(Some records)
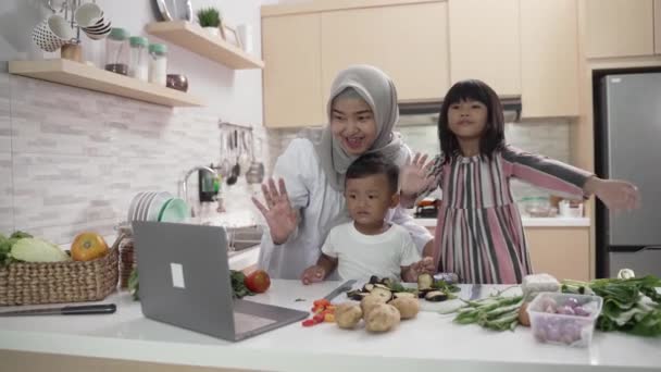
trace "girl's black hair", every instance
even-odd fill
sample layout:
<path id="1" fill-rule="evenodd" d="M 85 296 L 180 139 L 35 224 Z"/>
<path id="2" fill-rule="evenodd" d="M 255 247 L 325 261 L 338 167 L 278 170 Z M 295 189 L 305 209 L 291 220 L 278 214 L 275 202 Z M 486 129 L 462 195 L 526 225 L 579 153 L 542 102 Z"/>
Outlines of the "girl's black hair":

▸ The request: Can you rewrite all the records with "black hair" replaced by "brown hair" and nothing else changed? Leave the pictures out of your answer.

▸ Exercise response:
trace "girl's brown hair", every instance
even-odd fill
sample layout:
<path id="1" fill-rule="evenodd" d="M 85 296 L 180 139 L 35 224 Z"/>
<path id="2" fill-rule="evenodd" d="M 255 247 L 325 261 L 338 167 L 278 170 Z M 295 189 L 305 209 L 291 220 L 278 214 L 275 202 Z M 486 129 L 462 195 L 526 225 L 579 153 L 542 102 Z"/>
Outlines of the "girl's brown hair":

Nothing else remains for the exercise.